Bir ürünün teknik bilgilerine hakimiyetiniz sizi müşterinin karşısında işine ve ürününe hakim bir profesyonel görüntüsüne büründürür. Müşterinizden gelen soruları kolaylıkla cevaplayabilecek ürün bilgisine sahipseniz, müşterinizi de kolaylıkla doğru ve ihtiyacı olan ürüne yönlendirebileceksiniz demektir. İşte bu özellik sizi satışa bir adım daha yaklaştırmış demektir.
Zaman zaman müşterilerinizden ürününüz ile ilgili olmayacak talepler gelebilir. Bu durum müşterinizin ürünü tanımayışından kaynaklanıyor olabilir. Ya da mevcut tedarikçi tarafından yanlış bilgilendirilmiş bir müşteri, sizden o ürüne ait olmayacak özellikleri talep edebilir. Bu noktada ürününüzün nasıl üretildiğine hakimseniz, hangi özelliklerin mümkün olup olmadığını müşterinize mantıklı bir biçimde açıklayabilirsiniz. Aksi takdirde o özelliklerin mümkün olduğuna inanmış olan müşteriniz, sizin bu ürünü üretme yeteneğine sahip olmadığınıza inanacaktır. Bu noktada müşteriyi kaybetme riski ile karşı karşıya kalırsınız. Diğer yandan müşteriyi tatmin edecek mantıklı bir açıklama ile üretimin mümkün olmadığını izah ettiğinizde ise müşterinizin mevcut tedarikçisine bakış açısını da değiştirmiş olursunuz.  Bu noktada müşteriniz sizden edindiği doğru bilgiler ışığında mevcut tedarikçisini sorgulayacak ve yanlış bilgilendirildiğini gördüğünde ise o tedarikçiye olan güveni sarsılacaktır.
 
Unutmayın uzun soluklu ve başarılı iş ilişkileri ancak GÜVEN ile sağlam bir temele oturur.

------------

Yapılacak İşler:
1: Belge metninde "Bir ürünün teknik" sözcüklerini içeren yerle başlayıp "daha yaklaştırmış demektir." ile biten bölümü, "profesyonel" yerine "uzman" koyarak yeniden yazar mısınız?
2: Belge metnine göre şu soruları yanıtlar mısınız?
(a) Müşteriden gelen soruları kolaylıkla cevaplayabilecek ürün bilgisine sahipseniz müşterinizi hangi ürüne yönlendirebilirsiniz?
(b) Özelliklerin mümkün olduğuna inanmış müşteriye mantıklı bir açıklama yapamazsanız müşteri neye inanacaktır?
(c) Uzun soluklu ve başarılı iş ilişkileri ancak neyle sağlam bir temele oturur?
Yalnızca belge metnine dayanın.

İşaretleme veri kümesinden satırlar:
------------

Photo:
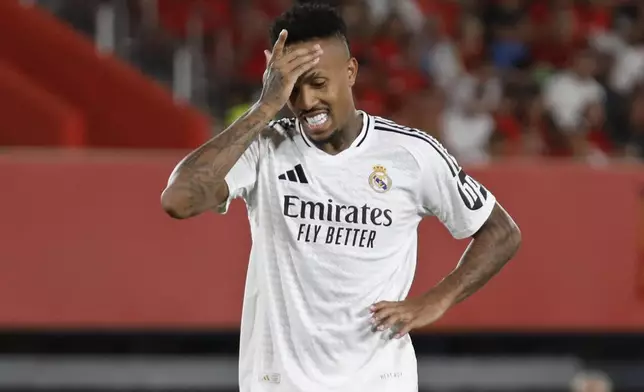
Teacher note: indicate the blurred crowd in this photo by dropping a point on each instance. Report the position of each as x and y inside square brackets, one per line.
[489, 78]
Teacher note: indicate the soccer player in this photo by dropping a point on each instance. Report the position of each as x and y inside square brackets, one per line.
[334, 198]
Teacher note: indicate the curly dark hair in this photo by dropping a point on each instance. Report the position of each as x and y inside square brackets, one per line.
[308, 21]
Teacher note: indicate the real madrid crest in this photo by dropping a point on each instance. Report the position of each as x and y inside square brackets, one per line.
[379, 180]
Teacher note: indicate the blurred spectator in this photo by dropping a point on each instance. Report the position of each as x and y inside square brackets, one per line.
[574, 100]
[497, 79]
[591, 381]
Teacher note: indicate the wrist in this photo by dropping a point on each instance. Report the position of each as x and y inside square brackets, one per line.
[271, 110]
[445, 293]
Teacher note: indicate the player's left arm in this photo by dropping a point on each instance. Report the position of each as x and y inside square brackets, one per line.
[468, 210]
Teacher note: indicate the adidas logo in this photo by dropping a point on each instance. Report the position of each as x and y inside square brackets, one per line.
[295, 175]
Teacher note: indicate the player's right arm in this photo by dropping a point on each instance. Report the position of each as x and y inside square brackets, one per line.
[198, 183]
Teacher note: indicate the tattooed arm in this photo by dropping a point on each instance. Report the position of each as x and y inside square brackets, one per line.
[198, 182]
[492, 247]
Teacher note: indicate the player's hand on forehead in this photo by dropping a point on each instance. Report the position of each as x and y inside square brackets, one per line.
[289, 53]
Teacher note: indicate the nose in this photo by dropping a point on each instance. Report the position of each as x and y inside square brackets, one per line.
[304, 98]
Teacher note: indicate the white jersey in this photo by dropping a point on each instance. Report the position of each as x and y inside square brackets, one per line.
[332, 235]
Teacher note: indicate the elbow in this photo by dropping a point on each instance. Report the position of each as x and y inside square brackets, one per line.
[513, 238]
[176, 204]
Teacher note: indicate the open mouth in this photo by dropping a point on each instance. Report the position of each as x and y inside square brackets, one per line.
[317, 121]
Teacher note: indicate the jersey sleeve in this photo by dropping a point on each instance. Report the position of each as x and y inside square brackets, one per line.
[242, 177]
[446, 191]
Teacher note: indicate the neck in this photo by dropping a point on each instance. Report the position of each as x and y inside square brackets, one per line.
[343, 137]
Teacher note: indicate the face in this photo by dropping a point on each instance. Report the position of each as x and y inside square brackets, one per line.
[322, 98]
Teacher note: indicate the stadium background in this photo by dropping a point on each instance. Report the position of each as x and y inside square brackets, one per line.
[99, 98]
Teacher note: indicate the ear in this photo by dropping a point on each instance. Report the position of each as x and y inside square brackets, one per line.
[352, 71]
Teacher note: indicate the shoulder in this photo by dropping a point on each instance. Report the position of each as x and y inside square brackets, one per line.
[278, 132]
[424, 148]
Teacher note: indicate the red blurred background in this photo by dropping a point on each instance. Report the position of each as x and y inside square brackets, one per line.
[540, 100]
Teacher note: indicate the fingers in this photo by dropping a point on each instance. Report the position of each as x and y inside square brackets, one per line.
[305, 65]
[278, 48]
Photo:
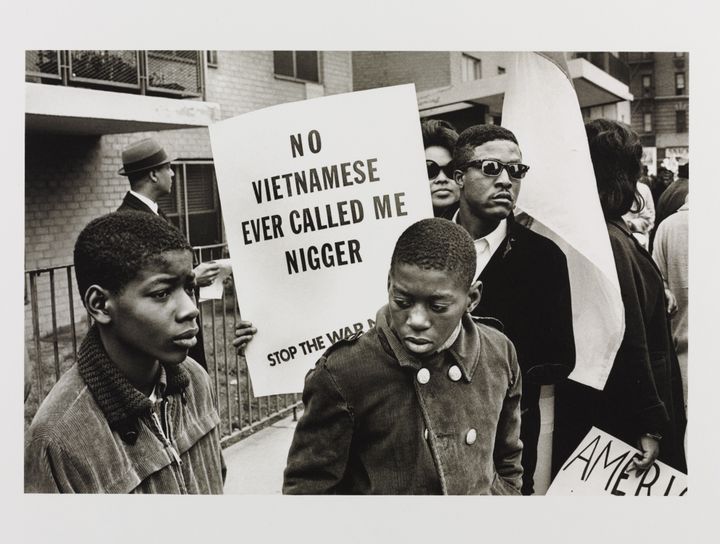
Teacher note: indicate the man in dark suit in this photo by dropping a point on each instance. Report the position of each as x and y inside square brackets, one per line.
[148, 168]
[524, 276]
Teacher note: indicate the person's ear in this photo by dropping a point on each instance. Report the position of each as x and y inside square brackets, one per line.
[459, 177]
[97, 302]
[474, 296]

------------

Görev Sonuçları:
1:
Bir ürünün teknik bilgilerine hakimiyetiniz sizi müşterinin karşısında işine ve ürününe hakim bir uzman görüntüsüne büründürür. Müşterinizden gelen soruları kolaylıkla cevaplayabilecek ürün bilgisine sahipseniz, müşterinizi de kolaylıkla doğru ve ihtiyacı olan ürüne yönlendirebileceksiniz demektir. İşte bu özellik sizi satışa bir adım daha yaklaştırmış demektir.

2:
(a) Doğru ve ihtiyacı olan ürüne.
(b) Sizin bu ürünü üretme yeteneğine sahip olmadığınıza.
(c) Güvenle.